══ Material

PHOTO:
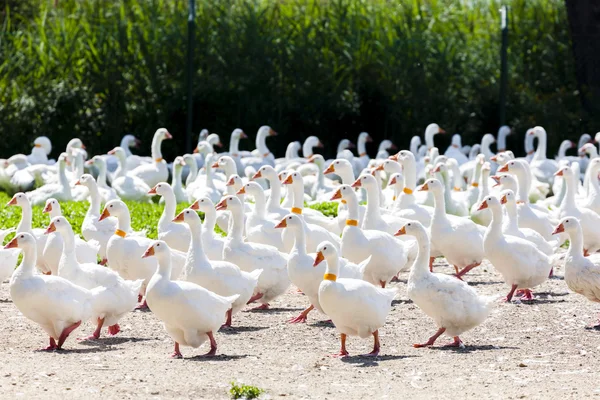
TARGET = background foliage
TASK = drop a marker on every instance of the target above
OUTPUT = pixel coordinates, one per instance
(99, 69)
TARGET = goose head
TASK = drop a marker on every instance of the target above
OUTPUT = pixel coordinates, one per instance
(567, 224)
(161, 189)
(431, 184)
(52, 207)
(229, 203)
(19, 200)
(267, 172)
(339, 165)
(114, 208)
(59, 224)
(158, 249)
(490, 202)
(508, 197)
(203, 204)
(325, 251)
(290, 221)
(415, 229)
(44, 143)
(22, 241)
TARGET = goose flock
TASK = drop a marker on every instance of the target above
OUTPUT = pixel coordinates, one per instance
(397, 212)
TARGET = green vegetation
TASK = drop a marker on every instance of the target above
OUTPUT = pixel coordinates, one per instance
(99, 69)
(244, 391)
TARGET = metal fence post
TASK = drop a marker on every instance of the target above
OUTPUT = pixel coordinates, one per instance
(190, 74)
(503, 63)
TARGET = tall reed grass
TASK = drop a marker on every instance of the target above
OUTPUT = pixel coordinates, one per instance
(99, 69)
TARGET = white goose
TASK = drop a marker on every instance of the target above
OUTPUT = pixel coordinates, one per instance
(458, 239)
(582, 274)
(454, 306)
(190, 313)
(156, 171)
(86, 252)
(300, 266)
(387, 255)
(128, 187)
(590, 220)
(124, 251)
(117, 297)
(221, 277)
(91, 227)
(52, 302)
(518, 260)
(21, 200)
(176, 235)
(274, 279)
(356, 307)
(212, 243)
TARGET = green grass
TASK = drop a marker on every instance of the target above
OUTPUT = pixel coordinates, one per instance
(244, 391)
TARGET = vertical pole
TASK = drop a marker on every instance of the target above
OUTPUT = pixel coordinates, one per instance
(503, 63)
(190, 73)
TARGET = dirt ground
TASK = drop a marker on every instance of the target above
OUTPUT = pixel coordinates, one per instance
(536, 350)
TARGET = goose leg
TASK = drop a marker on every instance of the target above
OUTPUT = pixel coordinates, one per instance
(376, 346)
(65, 334)
(227, 323)
(302, 317)
(97, 332)
(431, 340)
(343, 352)
(213, 346)
(51, 347)
(176, 352)
(508, 297)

════

▸ Stated problem
Update the lines from the one containing "TARGET = dirt ground" through the final line, inclusive, replacing "drop a marker" with "place a pin" and leaving everything else unchanged.

▸ Exercise answer
TARGET = dirt ground
TASK = place a pin on every instance of the target above
OUTPUT = pixel coordinates, one per instance
(536, 350)
TARGET = goose leg
TASK = place a pin on every instance of the target above
OUTPUT = pixel coordinates, one per instance
(376, 346)
(65, 334)
(227, 323)
(302, 317)
(97, 332)
(431, 340)
(343, 352)
(213, 346)
(51, 347)
(176, 352)
(508, 297)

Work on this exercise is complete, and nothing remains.